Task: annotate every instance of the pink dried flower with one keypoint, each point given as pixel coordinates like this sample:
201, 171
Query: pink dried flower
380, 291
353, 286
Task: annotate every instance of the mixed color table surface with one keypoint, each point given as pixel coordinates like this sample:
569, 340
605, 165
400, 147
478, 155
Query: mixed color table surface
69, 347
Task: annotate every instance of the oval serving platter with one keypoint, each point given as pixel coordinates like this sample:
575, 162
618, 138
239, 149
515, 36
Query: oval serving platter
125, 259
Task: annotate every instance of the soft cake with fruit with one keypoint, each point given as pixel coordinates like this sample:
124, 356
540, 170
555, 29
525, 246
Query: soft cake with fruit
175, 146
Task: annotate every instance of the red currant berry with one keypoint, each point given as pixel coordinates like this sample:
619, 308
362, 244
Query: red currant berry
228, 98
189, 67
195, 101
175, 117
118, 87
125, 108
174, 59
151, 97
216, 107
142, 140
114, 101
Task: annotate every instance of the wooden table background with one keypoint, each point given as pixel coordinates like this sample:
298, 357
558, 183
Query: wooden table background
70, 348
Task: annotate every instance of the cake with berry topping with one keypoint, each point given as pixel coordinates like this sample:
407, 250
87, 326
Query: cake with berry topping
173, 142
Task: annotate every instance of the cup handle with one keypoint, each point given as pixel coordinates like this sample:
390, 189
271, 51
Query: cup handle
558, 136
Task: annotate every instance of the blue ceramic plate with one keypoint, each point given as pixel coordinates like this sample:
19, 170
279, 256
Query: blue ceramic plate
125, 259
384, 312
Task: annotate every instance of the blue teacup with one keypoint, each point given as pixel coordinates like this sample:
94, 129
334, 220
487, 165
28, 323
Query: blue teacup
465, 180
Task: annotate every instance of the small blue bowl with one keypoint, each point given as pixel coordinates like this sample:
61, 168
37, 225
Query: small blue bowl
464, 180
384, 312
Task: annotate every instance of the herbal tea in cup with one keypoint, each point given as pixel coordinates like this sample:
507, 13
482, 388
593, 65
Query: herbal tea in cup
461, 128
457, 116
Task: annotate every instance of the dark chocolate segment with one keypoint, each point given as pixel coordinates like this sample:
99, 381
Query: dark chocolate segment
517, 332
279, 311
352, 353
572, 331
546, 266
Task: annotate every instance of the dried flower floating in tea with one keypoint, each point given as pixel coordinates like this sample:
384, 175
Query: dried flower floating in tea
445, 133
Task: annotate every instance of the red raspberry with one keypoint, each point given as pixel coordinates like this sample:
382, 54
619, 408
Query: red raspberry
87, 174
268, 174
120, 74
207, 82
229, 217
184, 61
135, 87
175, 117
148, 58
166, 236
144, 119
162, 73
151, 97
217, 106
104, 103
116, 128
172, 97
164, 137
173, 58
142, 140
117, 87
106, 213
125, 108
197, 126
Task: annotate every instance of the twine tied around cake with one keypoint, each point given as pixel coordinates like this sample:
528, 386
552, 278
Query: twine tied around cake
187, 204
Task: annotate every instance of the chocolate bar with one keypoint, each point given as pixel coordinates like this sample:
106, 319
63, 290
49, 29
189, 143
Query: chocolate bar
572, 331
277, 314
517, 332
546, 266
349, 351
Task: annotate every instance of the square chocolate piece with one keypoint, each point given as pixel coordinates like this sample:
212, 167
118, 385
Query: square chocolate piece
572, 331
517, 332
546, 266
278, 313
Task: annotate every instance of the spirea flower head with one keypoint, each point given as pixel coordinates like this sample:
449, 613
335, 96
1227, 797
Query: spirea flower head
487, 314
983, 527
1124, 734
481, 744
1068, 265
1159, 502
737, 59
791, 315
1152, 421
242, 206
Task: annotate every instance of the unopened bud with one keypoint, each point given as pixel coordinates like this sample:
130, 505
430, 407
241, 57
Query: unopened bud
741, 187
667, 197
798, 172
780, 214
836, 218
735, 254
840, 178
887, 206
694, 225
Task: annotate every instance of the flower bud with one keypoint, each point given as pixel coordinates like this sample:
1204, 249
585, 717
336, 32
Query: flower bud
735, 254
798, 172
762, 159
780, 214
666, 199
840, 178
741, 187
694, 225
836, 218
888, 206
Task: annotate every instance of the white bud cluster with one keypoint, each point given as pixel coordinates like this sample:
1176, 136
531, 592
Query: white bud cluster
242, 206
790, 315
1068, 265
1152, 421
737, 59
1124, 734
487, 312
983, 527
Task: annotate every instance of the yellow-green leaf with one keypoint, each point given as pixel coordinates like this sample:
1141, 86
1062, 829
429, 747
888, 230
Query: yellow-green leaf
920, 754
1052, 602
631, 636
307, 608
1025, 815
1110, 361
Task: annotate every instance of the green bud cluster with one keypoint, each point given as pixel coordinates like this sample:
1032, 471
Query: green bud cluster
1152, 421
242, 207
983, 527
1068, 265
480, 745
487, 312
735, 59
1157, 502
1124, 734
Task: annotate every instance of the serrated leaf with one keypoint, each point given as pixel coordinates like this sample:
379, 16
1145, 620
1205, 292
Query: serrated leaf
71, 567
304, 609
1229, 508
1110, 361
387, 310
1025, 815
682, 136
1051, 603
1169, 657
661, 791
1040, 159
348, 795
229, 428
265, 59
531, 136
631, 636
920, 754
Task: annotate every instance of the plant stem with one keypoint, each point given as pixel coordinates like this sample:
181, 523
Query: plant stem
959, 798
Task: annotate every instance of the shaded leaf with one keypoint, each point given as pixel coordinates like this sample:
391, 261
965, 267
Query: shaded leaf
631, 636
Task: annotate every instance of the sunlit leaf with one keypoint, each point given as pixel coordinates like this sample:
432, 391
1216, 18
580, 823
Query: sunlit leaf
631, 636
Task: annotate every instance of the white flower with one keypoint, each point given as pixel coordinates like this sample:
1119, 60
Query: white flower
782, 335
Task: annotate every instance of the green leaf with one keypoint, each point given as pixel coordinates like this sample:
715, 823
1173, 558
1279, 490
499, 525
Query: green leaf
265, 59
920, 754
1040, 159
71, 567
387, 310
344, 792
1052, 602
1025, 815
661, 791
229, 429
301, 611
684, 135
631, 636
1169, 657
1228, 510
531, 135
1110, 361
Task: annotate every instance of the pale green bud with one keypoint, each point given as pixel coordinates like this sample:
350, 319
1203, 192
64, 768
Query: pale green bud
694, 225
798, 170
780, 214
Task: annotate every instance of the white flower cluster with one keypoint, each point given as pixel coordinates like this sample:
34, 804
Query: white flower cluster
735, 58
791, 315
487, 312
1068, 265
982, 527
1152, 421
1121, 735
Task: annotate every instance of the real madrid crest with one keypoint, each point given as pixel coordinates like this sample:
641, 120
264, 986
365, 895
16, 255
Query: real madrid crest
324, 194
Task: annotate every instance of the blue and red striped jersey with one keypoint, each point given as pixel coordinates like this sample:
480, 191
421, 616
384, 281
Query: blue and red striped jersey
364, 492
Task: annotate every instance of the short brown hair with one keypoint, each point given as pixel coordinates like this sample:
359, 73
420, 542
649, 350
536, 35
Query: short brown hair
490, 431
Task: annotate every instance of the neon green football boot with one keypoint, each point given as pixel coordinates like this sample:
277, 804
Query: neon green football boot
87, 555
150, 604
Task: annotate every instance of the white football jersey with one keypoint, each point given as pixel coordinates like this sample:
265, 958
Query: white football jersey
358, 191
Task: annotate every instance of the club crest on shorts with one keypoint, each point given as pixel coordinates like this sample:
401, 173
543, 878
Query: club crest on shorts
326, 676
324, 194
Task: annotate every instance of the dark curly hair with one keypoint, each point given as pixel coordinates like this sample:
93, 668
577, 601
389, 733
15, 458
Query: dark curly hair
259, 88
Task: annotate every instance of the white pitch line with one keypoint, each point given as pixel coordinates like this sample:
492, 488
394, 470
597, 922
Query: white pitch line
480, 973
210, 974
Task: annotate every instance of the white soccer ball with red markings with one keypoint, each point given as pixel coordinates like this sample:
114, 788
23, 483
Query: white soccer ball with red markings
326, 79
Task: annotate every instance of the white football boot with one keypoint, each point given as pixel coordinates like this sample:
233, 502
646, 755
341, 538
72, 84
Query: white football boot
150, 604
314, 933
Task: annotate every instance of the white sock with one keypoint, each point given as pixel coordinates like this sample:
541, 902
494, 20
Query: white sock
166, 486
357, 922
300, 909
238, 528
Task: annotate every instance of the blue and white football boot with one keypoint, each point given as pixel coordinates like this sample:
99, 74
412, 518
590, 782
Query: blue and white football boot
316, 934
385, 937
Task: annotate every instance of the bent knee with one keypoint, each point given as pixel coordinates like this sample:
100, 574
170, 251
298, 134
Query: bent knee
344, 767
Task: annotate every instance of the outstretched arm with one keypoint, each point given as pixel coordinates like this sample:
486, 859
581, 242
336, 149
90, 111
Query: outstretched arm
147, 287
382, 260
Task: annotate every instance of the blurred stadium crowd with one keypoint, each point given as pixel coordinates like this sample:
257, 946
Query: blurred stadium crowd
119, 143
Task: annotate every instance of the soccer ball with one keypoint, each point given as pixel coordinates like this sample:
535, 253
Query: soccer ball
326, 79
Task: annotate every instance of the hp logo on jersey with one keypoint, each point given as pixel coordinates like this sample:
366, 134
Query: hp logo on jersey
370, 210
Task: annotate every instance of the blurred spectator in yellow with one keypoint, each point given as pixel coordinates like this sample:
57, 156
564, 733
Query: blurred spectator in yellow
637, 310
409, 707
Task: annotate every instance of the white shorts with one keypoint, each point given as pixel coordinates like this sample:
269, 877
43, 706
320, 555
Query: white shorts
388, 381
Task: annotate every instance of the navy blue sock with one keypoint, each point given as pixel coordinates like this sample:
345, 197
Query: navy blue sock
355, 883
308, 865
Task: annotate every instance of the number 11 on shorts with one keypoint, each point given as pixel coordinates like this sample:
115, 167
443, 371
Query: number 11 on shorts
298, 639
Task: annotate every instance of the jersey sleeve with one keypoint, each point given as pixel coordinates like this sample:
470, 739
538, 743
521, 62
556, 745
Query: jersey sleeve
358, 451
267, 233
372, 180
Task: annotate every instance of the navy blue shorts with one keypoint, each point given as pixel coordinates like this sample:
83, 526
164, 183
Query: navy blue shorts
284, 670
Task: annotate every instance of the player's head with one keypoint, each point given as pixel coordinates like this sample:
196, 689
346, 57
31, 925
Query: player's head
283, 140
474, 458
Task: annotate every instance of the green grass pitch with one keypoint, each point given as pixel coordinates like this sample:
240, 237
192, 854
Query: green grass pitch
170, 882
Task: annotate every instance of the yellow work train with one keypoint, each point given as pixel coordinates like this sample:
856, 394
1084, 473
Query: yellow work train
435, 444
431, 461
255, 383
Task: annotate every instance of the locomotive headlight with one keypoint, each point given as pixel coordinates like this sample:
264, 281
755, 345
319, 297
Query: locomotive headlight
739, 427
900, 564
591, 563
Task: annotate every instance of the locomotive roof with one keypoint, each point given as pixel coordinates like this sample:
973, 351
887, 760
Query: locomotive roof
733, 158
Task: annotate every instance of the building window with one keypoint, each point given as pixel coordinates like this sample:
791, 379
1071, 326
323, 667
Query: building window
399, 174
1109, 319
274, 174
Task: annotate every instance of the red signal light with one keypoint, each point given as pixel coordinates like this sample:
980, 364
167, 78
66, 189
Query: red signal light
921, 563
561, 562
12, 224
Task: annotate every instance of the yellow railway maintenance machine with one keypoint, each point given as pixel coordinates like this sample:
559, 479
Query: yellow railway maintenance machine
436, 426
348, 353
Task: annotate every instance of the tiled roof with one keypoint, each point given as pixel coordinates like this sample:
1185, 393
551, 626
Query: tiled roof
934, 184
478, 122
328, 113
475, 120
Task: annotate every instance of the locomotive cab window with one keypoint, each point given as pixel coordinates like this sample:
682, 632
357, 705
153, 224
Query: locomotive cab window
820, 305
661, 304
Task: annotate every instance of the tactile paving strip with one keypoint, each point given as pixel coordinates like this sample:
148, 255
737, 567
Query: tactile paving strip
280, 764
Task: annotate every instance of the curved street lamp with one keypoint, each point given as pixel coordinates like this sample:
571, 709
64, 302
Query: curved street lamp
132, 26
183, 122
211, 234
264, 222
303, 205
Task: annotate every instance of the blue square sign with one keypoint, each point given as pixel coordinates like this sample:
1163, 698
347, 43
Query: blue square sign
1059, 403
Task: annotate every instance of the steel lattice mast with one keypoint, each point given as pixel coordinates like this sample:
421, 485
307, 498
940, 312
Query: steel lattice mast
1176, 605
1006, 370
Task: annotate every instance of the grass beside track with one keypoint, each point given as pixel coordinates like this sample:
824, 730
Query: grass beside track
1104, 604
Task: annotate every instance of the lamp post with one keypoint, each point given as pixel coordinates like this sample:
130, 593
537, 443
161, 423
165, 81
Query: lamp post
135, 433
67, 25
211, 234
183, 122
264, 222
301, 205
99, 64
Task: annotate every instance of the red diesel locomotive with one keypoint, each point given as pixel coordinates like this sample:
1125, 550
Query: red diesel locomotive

=====

ABOUT THIS EXERCISE | Pull every line containing "diesel" out of the entries.

SOLUTION TO THIS EXERCISE |
Task: annotate every instance of the red diesel locomotive with one keypoint, each point given as pixel coordinates like this sample:
Query: red diesel locomotive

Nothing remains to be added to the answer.